**PROVIDED DATA:**
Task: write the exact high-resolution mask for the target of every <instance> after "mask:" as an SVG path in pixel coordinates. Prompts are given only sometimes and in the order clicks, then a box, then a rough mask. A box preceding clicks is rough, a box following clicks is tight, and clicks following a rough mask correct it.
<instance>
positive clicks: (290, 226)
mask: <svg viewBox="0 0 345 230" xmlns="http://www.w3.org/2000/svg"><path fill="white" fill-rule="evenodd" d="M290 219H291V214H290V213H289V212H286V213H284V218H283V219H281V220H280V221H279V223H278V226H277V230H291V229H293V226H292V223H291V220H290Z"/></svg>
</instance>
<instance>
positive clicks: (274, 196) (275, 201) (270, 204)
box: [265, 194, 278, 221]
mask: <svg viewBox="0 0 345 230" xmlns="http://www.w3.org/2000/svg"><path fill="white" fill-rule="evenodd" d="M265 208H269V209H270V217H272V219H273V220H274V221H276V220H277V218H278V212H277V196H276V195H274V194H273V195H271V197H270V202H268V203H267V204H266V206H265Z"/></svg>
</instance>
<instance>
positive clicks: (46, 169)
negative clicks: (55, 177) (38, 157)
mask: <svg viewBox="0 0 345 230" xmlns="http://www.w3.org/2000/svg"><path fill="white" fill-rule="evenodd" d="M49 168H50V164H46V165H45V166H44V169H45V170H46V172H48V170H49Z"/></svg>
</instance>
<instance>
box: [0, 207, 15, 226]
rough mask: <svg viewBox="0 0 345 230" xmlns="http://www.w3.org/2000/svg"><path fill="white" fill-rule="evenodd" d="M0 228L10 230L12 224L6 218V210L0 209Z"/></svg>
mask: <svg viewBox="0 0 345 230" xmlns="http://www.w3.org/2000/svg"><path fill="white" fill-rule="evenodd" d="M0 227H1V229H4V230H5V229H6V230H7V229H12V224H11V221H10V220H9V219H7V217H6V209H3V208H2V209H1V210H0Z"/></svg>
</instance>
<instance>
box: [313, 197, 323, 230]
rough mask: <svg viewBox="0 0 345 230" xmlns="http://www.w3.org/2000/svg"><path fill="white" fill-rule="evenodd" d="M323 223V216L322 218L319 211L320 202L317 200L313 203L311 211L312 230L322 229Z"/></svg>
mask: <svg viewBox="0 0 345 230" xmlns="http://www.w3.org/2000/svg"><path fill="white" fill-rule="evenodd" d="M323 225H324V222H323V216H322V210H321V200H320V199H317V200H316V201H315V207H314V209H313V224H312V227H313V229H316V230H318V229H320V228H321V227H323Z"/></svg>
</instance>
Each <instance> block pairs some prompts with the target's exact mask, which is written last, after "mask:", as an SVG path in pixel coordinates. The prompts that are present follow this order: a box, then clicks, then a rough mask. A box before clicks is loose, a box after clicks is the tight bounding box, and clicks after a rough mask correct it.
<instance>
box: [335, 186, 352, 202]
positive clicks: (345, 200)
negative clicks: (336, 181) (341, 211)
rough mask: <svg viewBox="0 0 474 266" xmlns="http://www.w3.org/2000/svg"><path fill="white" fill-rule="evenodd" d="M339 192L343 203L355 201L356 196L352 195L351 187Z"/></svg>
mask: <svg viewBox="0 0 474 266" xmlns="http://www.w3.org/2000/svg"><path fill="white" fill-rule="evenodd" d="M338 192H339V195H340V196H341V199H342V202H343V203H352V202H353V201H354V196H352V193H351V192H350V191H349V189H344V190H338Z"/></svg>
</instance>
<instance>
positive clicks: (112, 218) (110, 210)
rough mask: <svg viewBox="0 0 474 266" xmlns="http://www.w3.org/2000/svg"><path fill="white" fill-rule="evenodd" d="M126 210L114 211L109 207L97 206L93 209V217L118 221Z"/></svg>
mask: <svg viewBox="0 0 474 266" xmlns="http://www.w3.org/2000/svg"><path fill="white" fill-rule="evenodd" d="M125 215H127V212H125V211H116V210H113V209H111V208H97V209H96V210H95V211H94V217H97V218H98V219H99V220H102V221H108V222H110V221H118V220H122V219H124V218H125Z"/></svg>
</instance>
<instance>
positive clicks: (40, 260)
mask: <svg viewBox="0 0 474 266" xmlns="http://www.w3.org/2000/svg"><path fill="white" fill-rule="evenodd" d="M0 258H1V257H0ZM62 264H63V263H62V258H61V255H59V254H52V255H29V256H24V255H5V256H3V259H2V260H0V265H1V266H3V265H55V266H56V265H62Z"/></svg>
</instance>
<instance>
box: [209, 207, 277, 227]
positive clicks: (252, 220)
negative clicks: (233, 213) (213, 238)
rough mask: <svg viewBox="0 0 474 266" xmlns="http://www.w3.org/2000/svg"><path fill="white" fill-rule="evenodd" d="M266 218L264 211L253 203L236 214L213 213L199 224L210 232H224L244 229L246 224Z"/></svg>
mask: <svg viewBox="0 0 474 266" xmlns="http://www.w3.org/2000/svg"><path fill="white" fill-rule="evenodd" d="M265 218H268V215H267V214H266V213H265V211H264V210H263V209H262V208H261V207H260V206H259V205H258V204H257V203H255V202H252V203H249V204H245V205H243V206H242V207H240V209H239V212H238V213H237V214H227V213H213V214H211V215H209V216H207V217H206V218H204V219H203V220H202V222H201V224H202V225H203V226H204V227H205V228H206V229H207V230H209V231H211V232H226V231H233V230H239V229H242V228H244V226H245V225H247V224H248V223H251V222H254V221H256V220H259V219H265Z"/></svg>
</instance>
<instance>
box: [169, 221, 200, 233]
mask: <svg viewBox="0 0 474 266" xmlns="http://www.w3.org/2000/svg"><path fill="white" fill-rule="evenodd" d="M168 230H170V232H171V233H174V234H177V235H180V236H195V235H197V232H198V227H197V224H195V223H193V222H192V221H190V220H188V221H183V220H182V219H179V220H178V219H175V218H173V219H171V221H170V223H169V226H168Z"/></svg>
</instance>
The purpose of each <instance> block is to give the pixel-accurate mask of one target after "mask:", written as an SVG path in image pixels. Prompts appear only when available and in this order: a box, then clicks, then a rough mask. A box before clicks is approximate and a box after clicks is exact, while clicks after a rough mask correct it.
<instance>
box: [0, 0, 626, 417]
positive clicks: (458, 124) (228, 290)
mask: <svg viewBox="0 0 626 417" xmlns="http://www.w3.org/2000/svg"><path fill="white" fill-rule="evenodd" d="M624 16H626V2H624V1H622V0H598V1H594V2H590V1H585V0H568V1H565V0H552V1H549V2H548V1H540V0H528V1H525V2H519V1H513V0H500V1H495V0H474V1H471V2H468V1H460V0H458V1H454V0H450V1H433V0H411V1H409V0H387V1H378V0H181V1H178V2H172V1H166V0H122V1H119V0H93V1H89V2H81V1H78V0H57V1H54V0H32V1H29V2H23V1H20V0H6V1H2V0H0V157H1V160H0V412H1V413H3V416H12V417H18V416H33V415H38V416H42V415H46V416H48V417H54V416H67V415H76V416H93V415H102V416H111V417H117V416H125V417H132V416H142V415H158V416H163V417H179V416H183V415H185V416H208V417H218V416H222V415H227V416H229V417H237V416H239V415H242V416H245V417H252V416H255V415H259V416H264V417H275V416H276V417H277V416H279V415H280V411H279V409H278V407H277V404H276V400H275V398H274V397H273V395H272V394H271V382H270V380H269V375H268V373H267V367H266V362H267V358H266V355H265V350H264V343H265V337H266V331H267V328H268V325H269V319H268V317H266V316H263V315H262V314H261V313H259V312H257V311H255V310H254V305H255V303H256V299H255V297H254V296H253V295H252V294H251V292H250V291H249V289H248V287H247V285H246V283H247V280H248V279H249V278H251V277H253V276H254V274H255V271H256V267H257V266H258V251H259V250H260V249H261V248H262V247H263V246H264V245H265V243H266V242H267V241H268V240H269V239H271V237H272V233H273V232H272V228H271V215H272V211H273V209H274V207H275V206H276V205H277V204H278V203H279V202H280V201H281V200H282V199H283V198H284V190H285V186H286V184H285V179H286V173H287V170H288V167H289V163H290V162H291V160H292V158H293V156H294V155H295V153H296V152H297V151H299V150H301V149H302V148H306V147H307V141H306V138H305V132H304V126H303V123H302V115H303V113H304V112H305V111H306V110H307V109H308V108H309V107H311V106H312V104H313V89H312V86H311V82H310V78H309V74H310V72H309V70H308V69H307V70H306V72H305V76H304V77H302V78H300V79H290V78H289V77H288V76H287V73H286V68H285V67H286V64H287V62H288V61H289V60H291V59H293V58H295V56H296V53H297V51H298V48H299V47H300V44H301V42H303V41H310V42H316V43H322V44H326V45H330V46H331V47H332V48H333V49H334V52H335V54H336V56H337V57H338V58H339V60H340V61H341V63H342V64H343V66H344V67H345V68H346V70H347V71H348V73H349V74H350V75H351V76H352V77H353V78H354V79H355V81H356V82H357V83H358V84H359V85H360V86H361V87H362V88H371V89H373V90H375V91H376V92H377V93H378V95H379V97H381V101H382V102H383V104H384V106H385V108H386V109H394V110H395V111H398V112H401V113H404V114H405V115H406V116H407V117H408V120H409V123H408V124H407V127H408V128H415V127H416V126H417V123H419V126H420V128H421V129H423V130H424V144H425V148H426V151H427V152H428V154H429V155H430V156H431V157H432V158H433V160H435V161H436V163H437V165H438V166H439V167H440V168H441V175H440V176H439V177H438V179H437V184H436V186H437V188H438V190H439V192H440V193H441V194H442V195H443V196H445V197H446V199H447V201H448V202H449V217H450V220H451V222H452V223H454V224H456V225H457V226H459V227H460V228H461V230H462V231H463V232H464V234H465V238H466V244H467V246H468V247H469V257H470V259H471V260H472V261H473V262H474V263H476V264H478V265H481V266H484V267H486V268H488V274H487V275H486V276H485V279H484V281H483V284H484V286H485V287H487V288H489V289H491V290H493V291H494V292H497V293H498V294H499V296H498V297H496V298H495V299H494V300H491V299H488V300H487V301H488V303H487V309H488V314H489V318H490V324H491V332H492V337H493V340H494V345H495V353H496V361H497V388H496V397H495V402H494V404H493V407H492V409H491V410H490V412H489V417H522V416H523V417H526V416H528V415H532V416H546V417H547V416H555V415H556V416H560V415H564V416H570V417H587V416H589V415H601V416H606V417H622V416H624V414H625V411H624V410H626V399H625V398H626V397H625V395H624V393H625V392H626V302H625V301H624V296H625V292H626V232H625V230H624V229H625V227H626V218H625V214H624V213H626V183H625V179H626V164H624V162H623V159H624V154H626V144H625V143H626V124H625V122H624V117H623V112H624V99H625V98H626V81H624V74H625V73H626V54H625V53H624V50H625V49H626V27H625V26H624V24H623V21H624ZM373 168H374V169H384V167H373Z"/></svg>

**EXERCISE INSTRUCTIONS:** What are the lines above that hold the string "before"? Copy them.

**WORKED SOLUTION:**
Each <instance> block pairs some prompts with the target's exact mask, which is written last, after "mask:", as an SVG path in pixel coordinates. The prompts that are present follow this order: a box, then clicks, then a rough mask. A box before clicks is loose, a box after clicks is the tight bounding box, and clicks after a rough mask correct it.
The purpose of each <instance> block is to give the pixel-accurate mask of one target after "mask:", written as an SVG path in image pixels. Prompts appear only when available and in this order: a box, then clicks, then a rough mask. A box before clicks is approximate and a box after clicks is exact, while clicks after a rough mask correct it.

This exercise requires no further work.